• _Brief_: Give every line of the material, from its start through the line containing "147L197 160L204 160L213", as a JSON list of strings with one string per line and blank lines omitted.

[Outline items for labeled areas]
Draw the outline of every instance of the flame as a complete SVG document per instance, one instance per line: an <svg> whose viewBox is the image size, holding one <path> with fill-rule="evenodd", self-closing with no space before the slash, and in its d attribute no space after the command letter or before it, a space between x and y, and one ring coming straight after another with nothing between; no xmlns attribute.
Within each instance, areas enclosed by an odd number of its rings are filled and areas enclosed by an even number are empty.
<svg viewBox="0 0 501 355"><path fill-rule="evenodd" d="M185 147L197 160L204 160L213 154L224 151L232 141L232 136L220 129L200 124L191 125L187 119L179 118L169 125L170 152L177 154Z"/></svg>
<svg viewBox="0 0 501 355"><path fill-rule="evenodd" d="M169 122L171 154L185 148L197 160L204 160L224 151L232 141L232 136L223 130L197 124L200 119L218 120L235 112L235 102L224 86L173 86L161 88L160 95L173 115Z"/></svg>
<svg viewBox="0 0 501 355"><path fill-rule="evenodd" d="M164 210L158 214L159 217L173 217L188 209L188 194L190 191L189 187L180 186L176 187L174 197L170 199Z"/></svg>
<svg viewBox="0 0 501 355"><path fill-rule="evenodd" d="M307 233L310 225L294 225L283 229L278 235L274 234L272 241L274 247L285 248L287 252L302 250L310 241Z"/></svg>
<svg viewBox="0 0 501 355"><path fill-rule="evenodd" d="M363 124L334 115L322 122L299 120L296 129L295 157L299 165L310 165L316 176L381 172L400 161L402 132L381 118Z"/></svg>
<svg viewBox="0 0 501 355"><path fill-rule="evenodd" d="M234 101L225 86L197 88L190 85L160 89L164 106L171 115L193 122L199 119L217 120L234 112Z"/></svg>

• _Response to the exercise_:
[
  "Draw the outline of every instance of the flame as a complete SVG document per instance, one instance per line: an <svg> whose viewBox is the image size, holding one <path> with fill-rule=\"evenodd\", self-closing with no space before the slash, and in its d attribute no space after the command letter or before it, a space between x and y, and one ring coming straight after another with nothing between; no xmlns attribute.",
  "Within each instance, areas enclosed by an odd number of its rings are filled and areas enclosed by an even number are empty.",
  "<svg viewBox=\"0 0 501 355\"><path fill-rule=\"evenodd\" d=\"M185 147L197 160L204 160L213 154L224 151L232 141L232 136L220 129L200 124L191 125L187 119L179 118L169 125L170 152L177 154Z\"/></svg>"
]